== Exercise goal ==
Write out an exact copy of the line with "the door frame" and of each line after it, through the end of the records below.

Items from a data source
━━━━

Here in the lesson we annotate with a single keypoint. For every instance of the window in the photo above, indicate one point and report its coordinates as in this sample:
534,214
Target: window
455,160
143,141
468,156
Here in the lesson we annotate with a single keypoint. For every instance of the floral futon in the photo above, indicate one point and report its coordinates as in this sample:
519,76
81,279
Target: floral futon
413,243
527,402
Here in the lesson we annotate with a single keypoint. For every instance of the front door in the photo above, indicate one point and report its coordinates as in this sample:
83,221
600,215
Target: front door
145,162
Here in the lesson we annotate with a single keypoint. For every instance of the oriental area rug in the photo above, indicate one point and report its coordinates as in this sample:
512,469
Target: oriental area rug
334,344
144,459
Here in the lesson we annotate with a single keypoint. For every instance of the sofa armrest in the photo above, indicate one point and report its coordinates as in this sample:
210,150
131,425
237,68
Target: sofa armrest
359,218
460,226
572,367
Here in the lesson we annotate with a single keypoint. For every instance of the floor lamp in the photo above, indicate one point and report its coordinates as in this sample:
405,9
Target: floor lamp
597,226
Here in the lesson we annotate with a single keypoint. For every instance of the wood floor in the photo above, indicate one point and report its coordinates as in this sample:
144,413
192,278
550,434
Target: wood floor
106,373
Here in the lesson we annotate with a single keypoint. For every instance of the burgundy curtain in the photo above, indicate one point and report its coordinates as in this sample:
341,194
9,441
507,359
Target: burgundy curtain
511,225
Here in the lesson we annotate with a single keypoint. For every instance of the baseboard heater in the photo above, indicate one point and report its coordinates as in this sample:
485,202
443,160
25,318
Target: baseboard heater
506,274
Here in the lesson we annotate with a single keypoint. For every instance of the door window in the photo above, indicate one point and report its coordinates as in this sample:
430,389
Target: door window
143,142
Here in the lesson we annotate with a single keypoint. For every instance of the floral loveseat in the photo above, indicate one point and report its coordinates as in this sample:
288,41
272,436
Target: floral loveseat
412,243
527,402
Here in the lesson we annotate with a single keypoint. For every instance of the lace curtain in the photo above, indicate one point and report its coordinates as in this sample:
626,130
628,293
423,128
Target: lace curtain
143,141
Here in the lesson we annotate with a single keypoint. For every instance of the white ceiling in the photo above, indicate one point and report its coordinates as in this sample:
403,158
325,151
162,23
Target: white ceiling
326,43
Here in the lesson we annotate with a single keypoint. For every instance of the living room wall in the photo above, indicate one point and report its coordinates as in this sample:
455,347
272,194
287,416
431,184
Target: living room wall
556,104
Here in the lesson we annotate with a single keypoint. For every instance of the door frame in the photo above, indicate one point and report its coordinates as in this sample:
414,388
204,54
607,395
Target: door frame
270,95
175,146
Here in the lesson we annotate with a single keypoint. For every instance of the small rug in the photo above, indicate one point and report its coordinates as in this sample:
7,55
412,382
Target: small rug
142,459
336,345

━━━━

== Result for this exercise ==
Here in the lesson we annotate with a single keypoint. For every instance of the door frame in the photo above, indicate one point and report its coordinates as in this sample:
414,388
204,54
607,395
Target: door frame
270,95
175,146
Here in the lesson we annotate with a single keypoint. For every instance of the small rug in the photo above, indicate one point and report its coordinates as in this sample:
7,55
412,382
Target: small rug
142,459
336,345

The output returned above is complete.